Work instructions:
**1)** In the walkthrough on the 20% traffic goal, what value is the variable `target_increase` set to?
**2)** Resume the walkthrough on the 20% traffic goal from the point where it stops.

Text excerpt:
═══
I set a specific goal to increase traffic by 20%. To achieve this goal, I perform the following steps:

- I define a variable `target_increase` and set it to 1.20, representing a 20% increase (1 + 20% = 1.20).
- I calculate the current traffic level by extracting the last value of the 'Avg_Traffic_Per_User' column from the dataset and storing it in the variable `current_traffic`.

Next, I calculate the necessary increase in traffic required to reach the 20% goal:

- I calculate `increase_needed` as the difference between the target traffic level (20% higher than the current) and the current traffic level. This value represents the additional traffic required to meet the goal.

By performing these calculations, I aim to determine the precise increase needed to achieve the specified traffic goal of a 20% increase.
═══
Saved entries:
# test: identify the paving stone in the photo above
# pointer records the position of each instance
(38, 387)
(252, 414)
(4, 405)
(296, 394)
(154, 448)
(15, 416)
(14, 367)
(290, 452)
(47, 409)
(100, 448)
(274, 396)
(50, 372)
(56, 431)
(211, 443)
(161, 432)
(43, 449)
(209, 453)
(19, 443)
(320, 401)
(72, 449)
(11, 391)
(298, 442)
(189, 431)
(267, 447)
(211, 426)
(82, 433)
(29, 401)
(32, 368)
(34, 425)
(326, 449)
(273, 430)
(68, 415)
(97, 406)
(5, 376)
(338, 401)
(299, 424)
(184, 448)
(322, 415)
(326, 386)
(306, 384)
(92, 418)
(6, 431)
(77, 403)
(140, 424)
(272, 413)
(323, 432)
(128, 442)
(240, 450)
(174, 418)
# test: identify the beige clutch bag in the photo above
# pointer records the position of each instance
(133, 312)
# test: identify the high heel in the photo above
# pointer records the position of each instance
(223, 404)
═══
Response list:
**1)** 1.20

**2)**
In [8]:
# 6) Goal: Increase Traffic by 20%
target_increase = 1.20  # 20% increase
current_traffic = df['Avg_Traffic_Per_User'].iloc[-1]

# Calculate the necessary increase in traffic
increase_needed = current_traffic * target_increase - current_traffic

## 7) Calculate Impact of Changes in Metrics on Traffic Consumption

I calculate the impact of changes in various metrics on traffic consumption. Each metric contributes to traffic consumption in a specific way, and I calculate their individual and cumulative impacts as follows:

- `impact_forwarded_messages`: I assume that each additional message forward adds 0.05 to traffic consumption. I calculate the impact by multiplying the count of message forwards in the dataset by 0.05 and summing up these values.

- `impact_live_streams`: I assume that each additional live stream adds 0.1 to traffic consumption. Similarly, I calculate the impact by multiplying the count of live streams (in the 'Live_Count' column) in the dataset by 0.1 and summing these values.

- `impact_new_channels`: I assume that each new channel created adds 0.2 to traffic consumption. I calculate the impact by multiplying the count of new channels (in the 'New_Channels' column) in the dataset by 0.2 and summing these values.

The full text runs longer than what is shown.